------ SOURCE EXTRACT
That woman was Eva Lung, who has taught bilingual education at Lincoln for ten years. “On the day I went in, I did it because a friend of mine really needed to go back to work,” Lung says. “She was in the stage of having a mental breakdown. She was very weak, and she had the stress of having physical problems, problems at home with her husband, and being the only provider for the two children. So she asked me to drive her to work, and I decided I would do that out of friendship…. I normally drive a van, but on that day I drove my husband’s car, a BMW. When I pulled up, they said, ‘You took my money; no wonder you have this car!’ They stopped the car, surrounded it, and they rocked it. They were yelling and shouting and screaming–I didn’t know what to do. I couldn’t go forward or backward, because they were all around the car. I didn’t recognize any of them. They were not our staff. My friend was really scared. Afterwards, I went out and drove on the freeway and found that one of my tires was flat. I don’t know what caused it.”

Eventually, the strike concluded with a nine percent salary raise and a lot of anger spilled around town. The fallout included the rise of a group of union members known as the “activist set,” which would go on to dominate union politics for the next few years and which included Traylor, teacher Muriel Templeton, and Bradley, who would serve as president. But BAMN members were just beginning to dabble in OEA affairs, and over the next few years, Kappner and Airgood would land permanent teaching gigs and take seats on the union’s Rep Council. In theory, each school is supposed to have a union field representative who collects grievances about workplace conditions and advocates for the school at the council. Teachers at each school pick their representative on the Council, but the job is generally considered a big headache, and when BAMN volunteered, other teachers were happy to let them serve. But according to BAMN’s critics, Kappner, Airgood, and Felarca were using the council to introduce resolutions that amounted to strident, doctrinaire stands on affirmative action and other, larger issues that had little to do with bread-and-butter concerns of the rank-and-file. The meetings soon stretched into three-hour epics as the BAMN representatives fought pitched battles with union leadership, while bystanders gave up on anything getting accomplished.
------------
------ SUPPLIED MATERIAL
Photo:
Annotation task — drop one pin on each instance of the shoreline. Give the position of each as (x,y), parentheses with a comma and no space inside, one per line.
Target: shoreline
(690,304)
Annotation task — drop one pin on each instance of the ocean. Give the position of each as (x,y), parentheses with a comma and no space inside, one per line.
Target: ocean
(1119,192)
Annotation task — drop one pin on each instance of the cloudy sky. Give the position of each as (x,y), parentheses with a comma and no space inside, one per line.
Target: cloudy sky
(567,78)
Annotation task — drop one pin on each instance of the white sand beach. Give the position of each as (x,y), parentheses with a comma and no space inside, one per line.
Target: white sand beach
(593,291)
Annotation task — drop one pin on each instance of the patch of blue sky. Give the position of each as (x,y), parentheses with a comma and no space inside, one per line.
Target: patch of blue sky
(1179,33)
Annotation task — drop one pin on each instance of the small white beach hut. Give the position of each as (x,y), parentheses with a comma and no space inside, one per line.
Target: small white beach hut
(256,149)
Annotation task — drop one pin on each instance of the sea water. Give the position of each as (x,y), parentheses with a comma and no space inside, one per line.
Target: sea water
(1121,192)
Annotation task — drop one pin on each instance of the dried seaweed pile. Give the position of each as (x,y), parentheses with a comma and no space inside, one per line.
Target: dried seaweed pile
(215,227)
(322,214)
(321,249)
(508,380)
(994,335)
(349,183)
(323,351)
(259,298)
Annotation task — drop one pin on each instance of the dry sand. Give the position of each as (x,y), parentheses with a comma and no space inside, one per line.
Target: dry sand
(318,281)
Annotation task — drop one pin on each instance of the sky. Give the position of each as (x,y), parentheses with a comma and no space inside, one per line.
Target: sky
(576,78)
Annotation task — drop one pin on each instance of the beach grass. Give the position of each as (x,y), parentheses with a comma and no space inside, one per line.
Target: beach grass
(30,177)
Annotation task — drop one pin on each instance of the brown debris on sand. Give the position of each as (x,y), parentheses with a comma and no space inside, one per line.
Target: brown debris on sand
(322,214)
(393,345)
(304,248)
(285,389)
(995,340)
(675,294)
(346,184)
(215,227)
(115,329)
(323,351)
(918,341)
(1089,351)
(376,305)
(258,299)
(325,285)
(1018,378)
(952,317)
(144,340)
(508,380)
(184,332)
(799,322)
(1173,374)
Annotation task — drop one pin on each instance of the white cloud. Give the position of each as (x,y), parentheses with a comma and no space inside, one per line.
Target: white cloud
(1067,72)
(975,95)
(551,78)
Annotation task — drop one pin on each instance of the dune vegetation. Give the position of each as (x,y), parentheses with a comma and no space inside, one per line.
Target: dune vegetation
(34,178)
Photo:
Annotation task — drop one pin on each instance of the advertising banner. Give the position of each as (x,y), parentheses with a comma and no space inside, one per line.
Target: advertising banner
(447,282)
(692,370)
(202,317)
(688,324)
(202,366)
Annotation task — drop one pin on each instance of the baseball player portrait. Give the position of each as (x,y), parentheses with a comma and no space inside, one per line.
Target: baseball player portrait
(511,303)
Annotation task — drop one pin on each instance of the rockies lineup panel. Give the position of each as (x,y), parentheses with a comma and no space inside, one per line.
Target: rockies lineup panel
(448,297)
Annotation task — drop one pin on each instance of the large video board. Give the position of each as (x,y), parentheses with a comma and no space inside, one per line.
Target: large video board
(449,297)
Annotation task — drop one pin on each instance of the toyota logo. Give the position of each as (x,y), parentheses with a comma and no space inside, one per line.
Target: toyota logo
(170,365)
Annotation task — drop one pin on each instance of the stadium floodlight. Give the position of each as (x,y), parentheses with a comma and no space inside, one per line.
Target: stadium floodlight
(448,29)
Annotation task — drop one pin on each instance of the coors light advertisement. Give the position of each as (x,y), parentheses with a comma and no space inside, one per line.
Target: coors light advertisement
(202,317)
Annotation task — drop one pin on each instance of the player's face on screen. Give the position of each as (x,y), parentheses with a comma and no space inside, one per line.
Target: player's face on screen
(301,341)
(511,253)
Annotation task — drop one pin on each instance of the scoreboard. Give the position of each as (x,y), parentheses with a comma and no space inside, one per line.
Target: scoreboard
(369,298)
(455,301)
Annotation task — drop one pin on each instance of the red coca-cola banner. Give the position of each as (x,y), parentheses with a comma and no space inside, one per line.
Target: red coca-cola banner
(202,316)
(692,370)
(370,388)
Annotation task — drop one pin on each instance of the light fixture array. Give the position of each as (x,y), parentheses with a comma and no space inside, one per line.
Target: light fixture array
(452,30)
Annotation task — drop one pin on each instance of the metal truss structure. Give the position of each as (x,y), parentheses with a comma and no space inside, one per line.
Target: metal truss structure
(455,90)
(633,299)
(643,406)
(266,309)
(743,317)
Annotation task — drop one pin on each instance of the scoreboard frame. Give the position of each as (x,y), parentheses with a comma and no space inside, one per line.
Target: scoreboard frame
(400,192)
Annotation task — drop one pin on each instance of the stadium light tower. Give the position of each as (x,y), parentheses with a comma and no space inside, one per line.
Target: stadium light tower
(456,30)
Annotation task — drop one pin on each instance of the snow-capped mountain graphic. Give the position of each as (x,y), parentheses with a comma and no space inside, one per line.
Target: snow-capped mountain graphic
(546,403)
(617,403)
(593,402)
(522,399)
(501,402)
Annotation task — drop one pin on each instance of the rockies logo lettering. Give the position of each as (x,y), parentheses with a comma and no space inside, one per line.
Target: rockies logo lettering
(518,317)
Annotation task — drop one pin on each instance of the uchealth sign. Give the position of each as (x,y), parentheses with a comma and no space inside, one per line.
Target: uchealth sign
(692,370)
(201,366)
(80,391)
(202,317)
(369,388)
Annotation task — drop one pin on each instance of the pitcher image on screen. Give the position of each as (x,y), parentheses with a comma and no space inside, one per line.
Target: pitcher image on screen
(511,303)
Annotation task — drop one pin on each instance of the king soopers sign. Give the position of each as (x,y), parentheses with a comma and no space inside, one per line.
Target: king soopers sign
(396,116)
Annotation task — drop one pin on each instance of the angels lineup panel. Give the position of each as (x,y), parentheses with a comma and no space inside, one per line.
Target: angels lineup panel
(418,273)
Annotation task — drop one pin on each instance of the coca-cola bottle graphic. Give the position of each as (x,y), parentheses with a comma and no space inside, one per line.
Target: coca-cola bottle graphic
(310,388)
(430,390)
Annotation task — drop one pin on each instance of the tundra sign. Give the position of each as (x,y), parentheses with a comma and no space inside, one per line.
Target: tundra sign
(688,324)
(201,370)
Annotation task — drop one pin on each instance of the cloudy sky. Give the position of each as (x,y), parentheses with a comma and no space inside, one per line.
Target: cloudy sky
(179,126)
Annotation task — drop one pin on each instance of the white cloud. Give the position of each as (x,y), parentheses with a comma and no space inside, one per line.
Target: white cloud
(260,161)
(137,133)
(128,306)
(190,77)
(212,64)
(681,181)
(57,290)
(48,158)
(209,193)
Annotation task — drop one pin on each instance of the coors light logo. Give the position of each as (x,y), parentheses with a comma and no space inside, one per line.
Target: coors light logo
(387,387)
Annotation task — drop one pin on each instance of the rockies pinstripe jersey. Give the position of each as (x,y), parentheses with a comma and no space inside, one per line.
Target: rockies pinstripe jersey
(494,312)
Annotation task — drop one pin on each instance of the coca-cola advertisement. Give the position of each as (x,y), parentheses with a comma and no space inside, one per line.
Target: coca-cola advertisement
------------
**REQUIRED WORK**:
#1 Retype the stretch of the records from the line containing "the rockies pinstripe" through the end of the records.
#2 Extend the passage about the teachers' strike and union politics, picking up after its final sentence.
The passage and the records were taken from unrelated sources.

**THE REPLIES**:
#1
Annotation task — drop one pin on each instance of the rockies pinstripe jersey. Give the position of each as (x,y), parentheses with a comma and no space inside, one per line.
Target: rockies pinstripe jersey
(494,312)
Annotation task — drop one pin on each instance of the coca-cola advertisement. Give the position of each as (x,y), parentheses with a comma and no space inside, one per line.
Target: coca-cola advertisement

#2
“With them, everything is confrontational,” says Harriet Hutchinson, a Piedmont Avenue teacher and vice-president of the OEA. “Tania’s rapid-fire delivery on everything is tiresome, and you have to sit through all of that stuff before getting around to issues that affect teachers. When people say they don’t really want to hear this, they say this is a democracy, so you have to hear it. There’s affirmative action, there’s stuff about the utilities, and they always want to march around and hold press conferences. Maybe I’m just an old lady, but I don’t care for that constantly combative approach. When I marched from Selma to Montgomery, I never thought in my wildest dreams that I would be sitting here and making these comments.”

Mike Bradley is even more blunt. “The problem is that teachers simply don’t have the time to run their own organization,” he says. “They want an analysis of what’s happening in the schools; they want to vote on an item and move on. But then all these assholes are introducing new items that have nothing to do with working conditions, and then fighting over Robert’s Rules [of parliamentary procedure] to push it, and before you know it an hour has passed, and these adventurist individuals are still trying to push some purist agenda. You got teachers who bust their asses all day, and they show up and deal with this bullshit? Teaching is not some frivolous game to them. It’s a livelihood, but then these people get up and run their mouths off for hours. They’ve made those meetings hell, all in the guise of having a democratic voice.”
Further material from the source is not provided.